Data supplied:

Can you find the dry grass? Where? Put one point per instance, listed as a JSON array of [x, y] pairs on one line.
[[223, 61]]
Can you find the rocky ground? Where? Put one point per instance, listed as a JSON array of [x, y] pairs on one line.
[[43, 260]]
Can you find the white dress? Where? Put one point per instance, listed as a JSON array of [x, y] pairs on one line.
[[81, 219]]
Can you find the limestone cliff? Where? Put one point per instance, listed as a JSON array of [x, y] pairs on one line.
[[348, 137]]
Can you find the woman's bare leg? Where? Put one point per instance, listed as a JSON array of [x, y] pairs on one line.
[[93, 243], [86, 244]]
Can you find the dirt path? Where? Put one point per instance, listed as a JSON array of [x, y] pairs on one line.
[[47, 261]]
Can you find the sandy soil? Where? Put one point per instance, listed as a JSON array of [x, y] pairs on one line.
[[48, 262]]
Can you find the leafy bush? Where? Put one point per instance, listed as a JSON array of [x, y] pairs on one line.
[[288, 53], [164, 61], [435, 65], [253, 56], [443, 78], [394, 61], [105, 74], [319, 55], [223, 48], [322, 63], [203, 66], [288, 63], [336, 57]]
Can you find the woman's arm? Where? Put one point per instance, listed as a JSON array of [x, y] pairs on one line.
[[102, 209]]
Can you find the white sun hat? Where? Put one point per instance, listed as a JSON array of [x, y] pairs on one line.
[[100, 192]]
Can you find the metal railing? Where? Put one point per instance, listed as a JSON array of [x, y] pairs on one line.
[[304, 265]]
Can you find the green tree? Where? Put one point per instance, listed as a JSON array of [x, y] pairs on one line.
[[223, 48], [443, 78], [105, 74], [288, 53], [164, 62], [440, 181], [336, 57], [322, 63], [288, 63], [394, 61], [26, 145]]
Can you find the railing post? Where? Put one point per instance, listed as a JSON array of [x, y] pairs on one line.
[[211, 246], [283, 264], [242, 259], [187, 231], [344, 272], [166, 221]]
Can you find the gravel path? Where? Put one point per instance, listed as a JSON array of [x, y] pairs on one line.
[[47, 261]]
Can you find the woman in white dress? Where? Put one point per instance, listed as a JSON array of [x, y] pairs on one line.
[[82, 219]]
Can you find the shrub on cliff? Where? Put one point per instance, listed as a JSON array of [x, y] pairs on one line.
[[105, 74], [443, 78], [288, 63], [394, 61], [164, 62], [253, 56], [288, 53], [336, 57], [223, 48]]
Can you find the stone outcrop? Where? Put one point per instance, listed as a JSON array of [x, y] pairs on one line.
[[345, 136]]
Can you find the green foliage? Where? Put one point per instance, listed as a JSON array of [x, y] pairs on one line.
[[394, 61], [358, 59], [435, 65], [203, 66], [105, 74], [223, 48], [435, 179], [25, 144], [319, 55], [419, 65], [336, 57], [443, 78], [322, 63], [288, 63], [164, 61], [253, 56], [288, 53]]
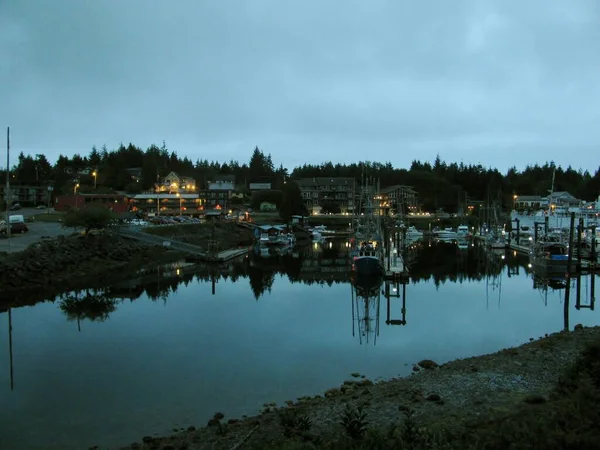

Short task: Arrange every line of the items above as a JSON list of strings, one string per line, with blank lines left out. Leave the picture out.

Expected answer:
[
  "Can you find the dry grass? Where? Put one point per instance, listed as a JSON array of [x, y] pairs on one line.",
  "[[223, 61]]",
  "Can you find the rocky ground? Where? Put one point per instance, listed as a JSON array of [x, y] pairs on one line.",
  "[[43, 260]]",
  "Can you find the white dress? Where? Put one point per instance, listed as a JSON array of [x, y] pairs on one line.",
  "[[81, 219]]",
  "Can you find the limestone cliff? Where? Put one point per instance, listed as a JSON array of [x, y] pairs on one line.",
  "[[348, 137]]",
  "Can you find the woman's bare leg? Where? Put one point per instance, listed as a JSON array of [x, y] pairs on one line.",
  "[[93, 243], [86, 244]]",
  "Can you find the dirt path? Where? Put one point per instance, listed as a JSON array of [x, y] pairs on one line.",
  "[[47, 261]]",
  "Can you find the sandy soil? Where? Put one point per instance, listed as a JSON array of [x, y] pairs on one line.",
  "[[48, 262]]",
  "Can you find the leafy bush? Where? Put one point per instance, listed as a JSON array of [x, y] pairs on one line.",
  "[[288, 53], [164, 61], [435, 65], [253, 56], [443, 78], [394, 61], [105, 74], [319, 55], [223, 48], [322, 63], [203, 66], [288, 63], [336, 57]]",
  "Can you find the woman's arm? Where? Put one point per instance, listed as a JSON array of [x, y] pairs on one line.",
  "[[102, 209]]",
  "Can you find the white sun hat? Where? Put one point per instance, listed as a JSON array of [x, y] pairs on one line.",
  "[[100, 192]]",
  "Can you find the metal railing? Where? Put one point per instance, listed as a JSON array of [x, y] pairs on one line.",
  "[[304, 265]]",
  "Can you find the green tree? Where? Put one point per instance, listed as a JSON array of [x, y] pairs on one line.",
  "[[223, 48], [443, 78], [105, 74], [288, 53], [164, 62], [440, 181], [336, 57], [322, 63], [288, 63], [394, 61], [26, 145]]",
  "Can you find the railing post? Where? Put one point per instance, listed as a JSON array of [x, y] pairs on one line.",
  "[[211, 246], [283, 264], [242, 259], [187, 231], [344, 272], [166, 221]]",
  "Can you find the gravel path? Where? Put one point per instance, listed as a JSON array of [x, y] pairs on one line.",
  "[[47, 261]]",
  "Can you find the woman in white dress? Where? Put one point per instance, listed as a JSON array of [x, y] pairs on one line.",
  "[[82, 219]]",
  "Can you find the shrub on cliff? Where? Put one point per instance, listed as a JSON array of [x, y] pairs on one line.",
  "[[105, 74], [443, 78], [288, 63], [394, 61], [164, 62], [253, 56], [288, 53], [336, 57], [223, 48]]",
  "Can you find the stone outcrop? Where? Put one point per instance, listed as a JSON array of [x, y] pairs on one line.",
  "[[345, 136]]",
  "Can you find the green foliage? Where? Put one point per instance, listed as a JSON array of [x, y] pairs on one line.",
  "[[394, 61], [358, 59], [435, 65], [203, 66], [105, 74], [223, 48], [435, 179], [25, 144], [319, 55], [419, 65], [336, 57], [443, 78], [322, 63], [288, 63], [164, 61], [253, 56], [288, 53]]"
]